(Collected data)
________

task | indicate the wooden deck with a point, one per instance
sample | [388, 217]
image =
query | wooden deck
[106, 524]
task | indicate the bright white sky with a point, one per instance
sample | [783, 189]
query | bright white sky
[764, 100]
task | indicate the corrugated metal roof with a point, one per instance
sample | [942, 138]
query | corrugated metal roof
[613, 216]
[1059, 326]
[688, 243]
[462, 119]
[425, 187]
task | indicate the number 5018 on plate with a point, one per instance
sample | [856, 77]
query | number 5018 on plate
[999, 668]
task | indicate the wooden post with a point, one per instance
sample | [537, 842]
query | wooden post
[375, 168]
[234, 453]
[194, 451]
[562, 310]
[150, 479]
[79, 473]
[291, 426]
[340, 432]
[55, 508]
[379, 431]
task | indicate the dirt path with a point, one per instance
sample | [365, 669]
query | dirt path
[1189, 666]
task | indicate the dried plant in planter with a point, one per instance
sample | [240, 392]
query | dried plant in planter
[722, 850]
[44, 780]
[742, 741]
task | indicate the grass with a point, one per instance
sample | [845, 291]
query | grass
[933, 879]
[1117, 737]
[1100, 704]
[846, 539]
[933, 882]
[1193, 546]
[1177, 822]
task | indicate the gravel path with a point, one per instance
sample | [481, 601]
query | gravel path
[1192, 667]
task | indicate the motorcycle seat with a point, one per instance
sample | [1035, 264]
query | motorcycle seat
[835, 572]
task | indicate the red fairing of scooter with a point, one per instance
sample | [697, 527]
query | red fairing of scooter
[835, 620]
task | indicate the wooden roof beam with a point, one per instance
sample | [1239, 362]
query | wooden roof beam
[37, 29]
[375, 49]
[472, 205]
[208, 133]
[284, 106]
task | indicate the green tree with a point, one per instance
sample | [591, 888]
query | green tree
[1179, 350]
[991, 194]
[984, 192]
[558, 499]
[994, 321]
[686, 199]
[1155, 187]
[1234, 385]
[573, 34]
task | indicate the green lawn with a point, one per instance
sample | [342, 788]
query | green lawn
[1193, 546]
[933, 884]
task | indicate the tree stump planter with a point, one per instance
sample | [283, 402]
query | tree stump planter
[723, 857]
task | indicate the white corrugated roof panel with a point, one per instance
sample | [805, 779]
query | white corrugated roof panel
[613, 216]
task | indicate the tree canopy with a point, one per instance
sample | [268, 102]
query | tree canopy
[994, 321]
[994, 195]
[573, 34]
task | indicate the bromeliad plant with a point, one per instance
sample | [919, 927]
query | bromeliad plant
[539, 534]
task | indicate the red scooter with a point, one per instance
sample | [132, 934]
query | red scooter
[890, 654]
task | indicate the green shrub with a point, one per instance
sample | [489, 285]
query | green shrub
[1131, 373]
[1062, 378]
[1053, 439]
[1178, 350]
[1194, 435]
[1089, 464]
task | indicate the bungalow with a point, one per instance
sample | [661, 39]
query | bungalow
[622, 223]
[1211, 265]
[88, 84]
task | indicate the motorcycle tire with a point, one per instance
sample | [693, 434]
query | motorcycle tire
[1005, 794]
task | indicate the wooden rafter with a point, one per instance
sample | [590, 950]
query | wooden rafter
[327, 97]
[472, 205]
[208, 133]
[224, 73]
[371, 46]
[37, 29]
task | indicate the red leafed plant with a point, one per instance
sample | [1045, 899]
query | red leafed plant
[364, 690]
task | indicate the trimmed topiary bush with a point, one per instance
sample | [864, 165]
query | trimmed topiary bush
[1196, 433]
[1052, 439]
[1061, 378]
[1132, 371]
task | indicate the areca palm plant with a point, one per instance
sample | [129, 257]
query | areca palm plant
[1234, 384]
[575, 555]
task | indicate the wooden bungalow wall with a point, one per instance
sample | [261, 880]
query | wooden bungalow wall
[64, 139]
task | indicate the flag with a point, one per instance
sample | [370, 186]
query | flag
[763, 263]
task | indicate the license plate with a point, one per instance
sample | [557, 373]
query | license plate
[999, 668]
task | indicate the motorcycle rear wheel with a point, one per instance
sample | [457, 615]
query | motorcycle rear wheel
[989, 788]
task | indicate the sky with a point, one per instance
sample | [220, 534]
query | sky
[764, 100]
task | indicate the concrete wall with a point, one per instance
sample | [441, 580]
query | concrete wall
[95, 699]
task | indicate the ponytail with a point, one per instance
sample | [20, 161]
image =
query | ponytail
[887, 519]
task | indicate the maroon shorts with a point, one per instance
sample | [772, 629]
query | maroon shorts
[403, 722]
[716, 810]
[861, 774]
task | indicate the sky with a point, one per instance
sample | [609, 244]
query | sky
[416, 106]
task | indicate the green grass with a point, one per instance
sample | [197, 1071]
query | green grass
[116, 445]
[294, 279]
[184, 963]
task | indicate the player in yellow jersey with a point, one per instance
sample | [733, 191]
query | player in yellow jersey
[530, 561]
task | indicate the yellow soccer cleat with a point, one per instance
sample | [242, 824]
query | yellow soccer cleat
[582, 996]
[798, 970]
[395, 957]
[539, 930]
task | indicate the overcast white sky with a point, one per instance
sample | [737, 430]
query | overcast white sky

________

Task objective ▸
Output the lines of the records from the line containing "task | indicate the yellow" through the last line of the records as a numbered list, leaving out any blank lines.

Response below ▸
1. task | indicate the yellow soccer cleat with a point, one per instance
2. sample | [242, 824]
3. query | yellow soccer cleat
4. [582, 996]
5. [798, 970]
6. [395, 957]
7. [539, 930]
8. task | indicate the overcast white sky with a point, one per instance
9. sample | [737, 430]
10. query | overcast white sky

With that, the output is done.